┌────────

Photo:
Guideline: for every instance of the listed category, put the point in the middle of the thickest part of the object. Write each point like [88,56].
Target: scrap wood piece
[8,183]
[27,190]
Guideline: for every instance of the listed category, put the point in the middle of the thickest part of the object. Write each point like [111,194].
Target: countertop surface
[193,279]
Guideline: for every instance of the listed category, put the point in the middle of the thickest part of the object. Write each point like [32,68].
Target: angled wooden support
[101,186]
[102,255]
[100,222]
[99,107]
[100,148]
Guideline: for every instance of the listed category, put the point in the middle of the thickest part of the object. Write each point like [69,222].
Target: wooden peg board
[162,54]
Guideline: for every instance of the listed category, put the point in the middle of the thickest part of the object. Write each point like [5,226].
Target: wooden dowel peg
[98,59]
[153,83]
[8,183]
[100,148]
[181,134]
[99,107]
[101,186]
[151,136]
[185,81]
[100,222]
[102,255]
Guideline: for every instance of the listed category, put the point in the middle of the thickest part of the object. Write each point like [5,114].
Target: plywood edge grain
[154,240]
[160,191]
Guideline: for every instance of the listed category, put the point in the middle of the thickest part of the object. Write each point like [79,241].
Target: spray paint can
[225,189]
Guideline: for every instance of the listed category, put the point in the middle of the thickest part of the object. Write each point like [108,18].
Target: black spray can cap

└────────

• _The request_
In the listing above, find the line containing "point like [5,114].", then reproduce it and each line after it through the end, exactly and with nothing added.

• _Task solution_
Guideline: for every instance of the listed category, put the point in the middle of the thickest part of the object. Write each point like [5,114].
Target: plywood edge grain
[154,240]
[160,191]
Guideline: for every instance of the listed category, put the point in the middle of the thickest part of the object. Write each point like [79,241].
Target: spray paint can
[225,189]
Guideline: for every instance of the listed category, put the point in the middle of the thickest part of the object. Write each point like [108,18].
Target: black spray can cap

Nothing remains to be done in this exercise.